* Exercise details: All entries below must be output word for word, and the pictures left behind.

● ● ●

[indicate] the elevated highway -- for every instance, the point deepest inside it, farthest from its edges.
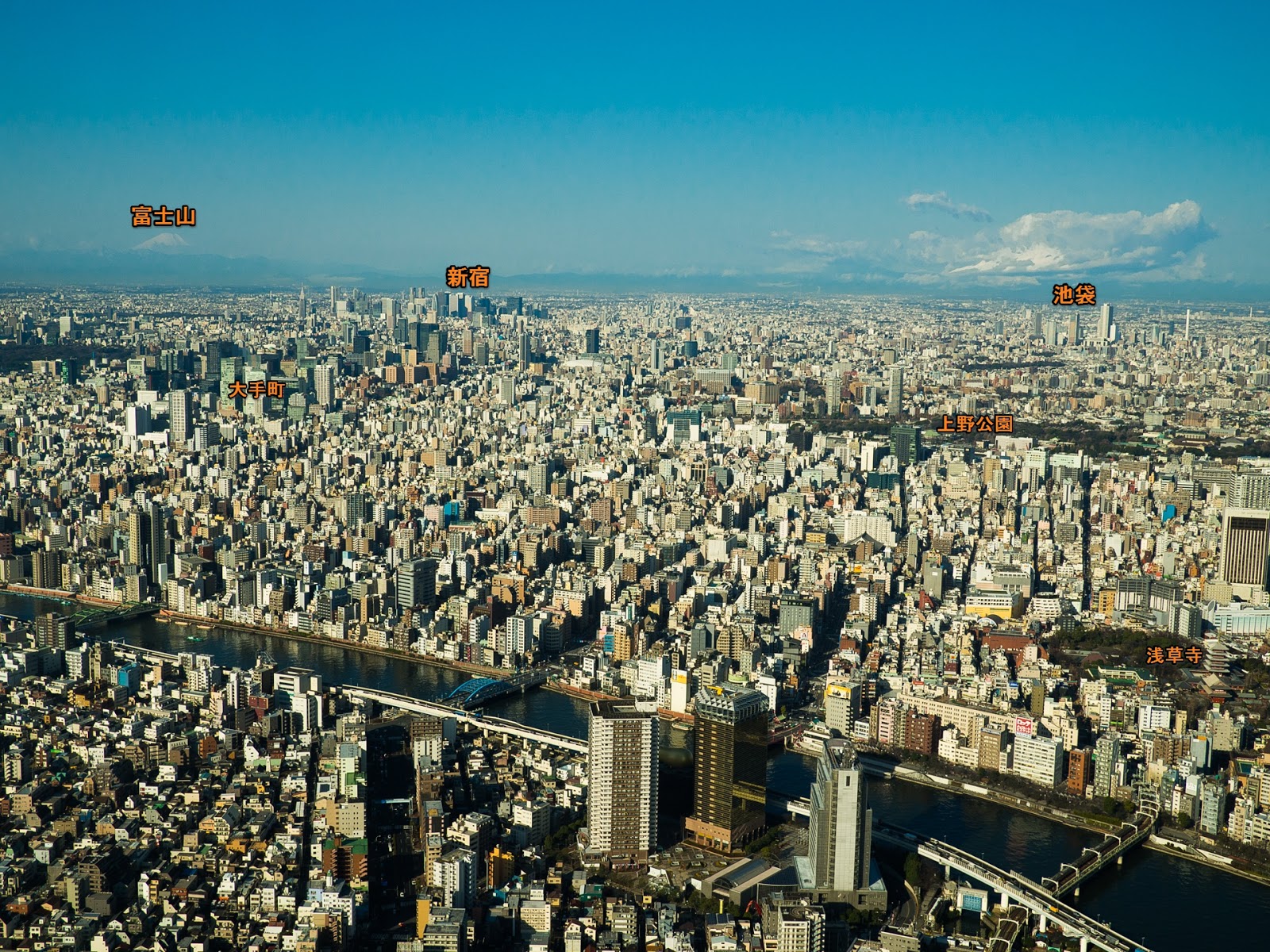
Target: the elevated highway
(473, 693)
(489, 725)
(1111, 850)
(1014, 888)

● ● ●

* Exercise solution:
[indicate] the elevated highway -- for every instance, the point deepest inside it, farthest from its edges.
Target: the elevated highway
(473, 693)
(489, 725)
(1111, 850)
(1014, 888)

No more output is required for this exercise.